* Provided information *
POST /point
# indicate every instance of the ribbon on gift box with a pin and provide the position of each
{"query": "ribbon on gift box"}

--

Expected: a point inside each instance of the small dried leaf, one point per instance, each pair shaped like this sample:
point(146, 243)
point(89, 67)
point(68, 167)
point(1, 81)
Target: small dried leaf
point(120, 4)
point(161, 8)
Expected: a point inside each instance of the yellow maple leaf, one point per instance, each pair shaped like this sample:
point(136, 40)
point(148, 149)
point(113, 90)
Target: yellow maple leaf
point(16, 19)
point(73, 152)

* Task item *
Each line above that contains the string "gift" should be copied.

* Solution to this exercise *
# indicate every instance of the ribbon on gift box with a pin and provide the position of each
{"query": "ribbon on gift box"}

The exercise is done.